On Sat, Aug 9, 2014 at 6:15 AM, Tom Lane <t...@sss.pgh.pa.us> wrote:
>
> Stephen Frost <sfr...@snowman.net> writes:
> > What about considering how large the object is when we are analyzing if
> > it compresses well overall?
>
> Hmm, yeah, that's a possibility: we could redefine the limit at which
> we bail out in terms of a fraction of the object size instead of a fixed
> limit.  However, that risks expending a large amount of work before we
> bail, if we have a very large incompressible object --- which is not
> exactly an unlikely case.  Consider for example JPEG images stored as
> bytea, which I believe I've heard of people doing.  Another issue is
> that it's not real clear that that fixes the problem for any fractional
> size we'd want to use.  In Larry's example of a jsonb value that fails
> to compress, the header size is 940 bytes out of about 12K, so we'd be
> needing to trial-compress about 10% of the object before we reach
> compressible data --- and I doubt his example is worst-case.
------------------------------------------------------------------------
• PROBLEMS TO SOLVE:
A: In one to three sentences, explain why the email says that basing the bail-out limit on a fraction of the object size carries a risk.
B: Please answer these questions from the email, one line each:
(i) What kind of data is given as an example of a large incompressible object?
(ii) In Larry's jsonb example, how large is the header, and about how large is the whole value?
(iii) About what share of that object would need to be trial-compressed before reaching compressible data?
These entries have no connection to the email.

• Records taken from a collection:
------------------------------------------------------------------------
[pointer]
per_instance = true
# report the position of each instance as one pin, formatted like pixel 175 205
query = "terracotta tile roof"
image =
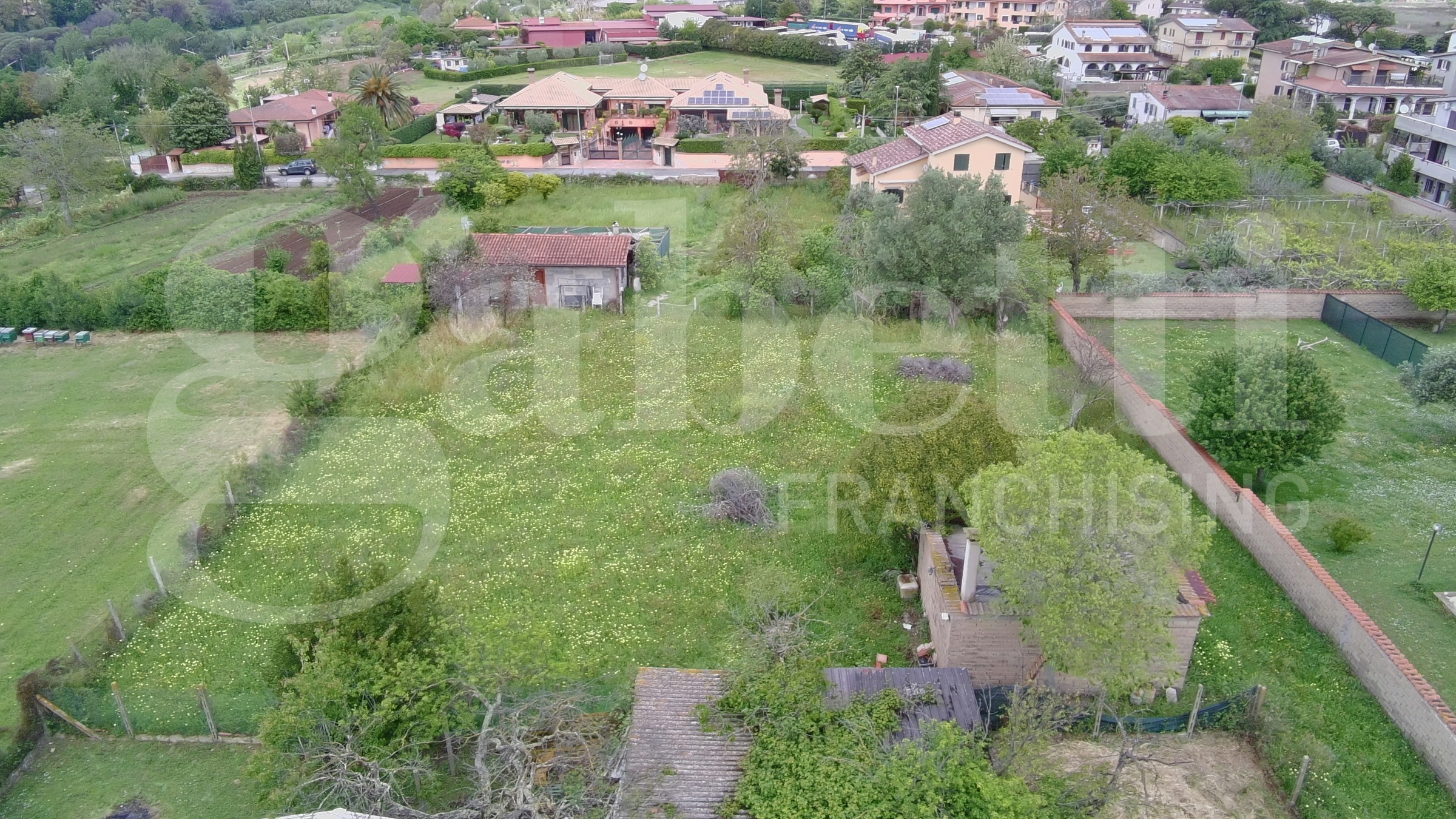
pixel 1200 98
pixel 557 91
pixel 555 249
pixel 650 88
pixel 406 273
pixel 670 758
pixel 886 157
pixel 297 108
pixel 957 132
------------------------------------------------------------------------
• SOLUTIONS TO EACH TASK:
A: With a very large incompressible object, a limit tied to a fraction of its size could mean spending a large amount of work before giving up. The email notes this is not an unlikely case, citing JPEG images stored as bytea.

B:
(i) JPEG images stored as bytea.
(ii) The header is 940 bytes out of about 12K.
(iii) About 10%.